begin PROVIDED PASSAGE

Minister ordered approval of Addu wetland reclamation over regulator's objections
ERA said damage couldn't be mitigated; ministry rezoned protected area to proceed.

Artwork: Dosain
1 hour ago
The Environmental Regulatory Authority warned that wetland reclamation in Addu would cause damage that could not be adequately mitigated. The project is due to go ahead anyway after the environment minister ordered the regulator to grant approval over its own objections.
The project involves dredging a further stretch of Fishimathi Moolekede, a wetland beside the protected Eedhigali Kilhi, to reroute a planned road. Moving the road north pushes the reclamation over the boundary of the adjacent Addu Nature Park protected area, which the ministry redrew to facilitate the project – days ahead of a parliamentary by-election in the Hithadhoo North constituency where the wetland is located.
Environmental activists from the Addu-based Project Thimaaveshi demonstrated against the project today. Despite social media advocacy, letters to the president, and petitions submitted to parliament, they say their concerns have gone unheard.

end PROVIDED PASSAGE
begin SUPPLIED MATERIAL

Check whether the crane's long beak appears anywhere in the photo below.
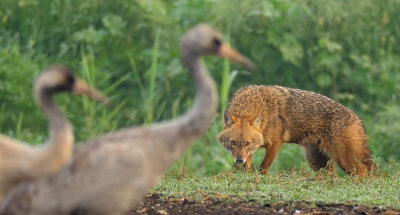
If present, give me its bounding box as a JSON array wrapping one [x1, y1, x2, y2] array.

end SUPPLIED MATERIAL
begin SUPPLIED MATERIAL

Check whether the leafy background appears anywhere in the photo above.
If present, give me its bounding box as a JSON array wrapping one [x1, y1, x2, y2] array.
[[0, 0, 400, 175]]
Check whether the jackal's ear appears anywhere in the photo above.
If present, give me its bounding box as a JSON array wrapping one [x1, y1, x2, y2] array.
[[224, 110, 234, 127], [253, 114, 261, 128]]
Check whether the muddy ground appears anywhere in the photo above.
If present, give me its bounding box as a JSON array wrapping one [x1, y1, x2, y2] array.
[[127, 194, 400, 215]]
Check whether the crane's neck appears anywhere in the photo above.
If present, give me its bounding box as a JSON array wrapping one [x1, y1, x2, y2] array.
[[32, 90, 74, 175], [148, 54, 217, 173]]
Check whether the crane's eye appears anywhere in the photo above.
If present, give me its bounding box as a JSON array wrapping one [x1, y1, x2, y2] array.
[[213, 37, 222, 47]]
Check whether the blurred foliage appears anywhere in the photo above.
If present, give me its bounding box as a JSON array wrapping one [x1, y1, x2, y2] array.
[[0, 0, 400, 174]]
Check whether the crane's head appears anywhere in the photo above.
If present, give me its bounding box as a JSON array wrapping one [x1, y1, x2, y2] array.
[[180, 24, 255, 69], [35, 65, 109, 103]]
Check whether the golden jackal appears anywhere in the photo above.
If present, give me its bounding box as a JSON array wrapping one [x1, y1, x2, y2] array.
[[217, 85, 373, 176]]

end SUPPLIED MATERIAL
begin SUPPLIED MATERIAL

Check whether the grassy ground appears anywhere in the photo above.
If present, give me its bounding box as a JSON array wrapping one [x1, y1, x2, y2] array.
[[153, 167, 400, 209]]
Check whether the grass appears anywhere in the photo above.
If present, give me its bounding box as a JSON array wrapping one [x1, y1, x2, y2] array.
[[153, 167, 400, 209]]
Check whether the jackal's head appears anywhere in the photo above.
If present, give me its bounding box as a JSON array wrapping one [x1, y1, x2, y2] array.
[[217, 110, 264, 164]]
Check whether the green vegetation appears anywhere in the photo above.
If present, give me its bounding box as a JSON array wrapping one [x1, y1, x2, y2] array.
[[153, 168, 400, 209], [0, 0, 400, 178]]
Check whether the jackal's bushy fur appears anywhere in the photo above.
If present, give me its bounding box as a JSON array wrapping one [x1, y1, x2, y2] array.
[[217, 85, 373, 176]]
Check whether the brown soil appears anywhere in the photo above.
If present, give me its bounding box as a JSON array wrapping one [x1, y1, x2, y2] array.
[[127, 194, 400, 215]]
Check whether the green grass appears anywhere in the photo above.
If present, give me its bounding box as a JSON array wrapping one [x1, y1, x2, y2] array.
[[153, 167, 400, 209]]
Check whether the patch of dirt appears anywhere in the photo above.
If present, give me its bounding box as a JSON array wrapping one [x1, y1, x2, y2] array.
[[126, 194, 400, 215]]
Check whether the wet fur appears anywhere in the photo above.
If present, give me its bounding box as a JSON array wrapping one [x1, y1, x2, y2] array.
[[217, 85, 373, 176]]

end SUPPLIED MATERIAL

**TASKS AND EXERCISES:**
1) According to the Addu wetland article, in which constituency is the wetland located?
2) List every named geographic place or area mentioned in the Addu wetland article.

**IN RESPONSE:**
1) Hithadhoo North

2)
- Addu
- Fishimathi Moolekede
- Eedhigali Kilhi
- Addu Nature Park
- Hithadhoo North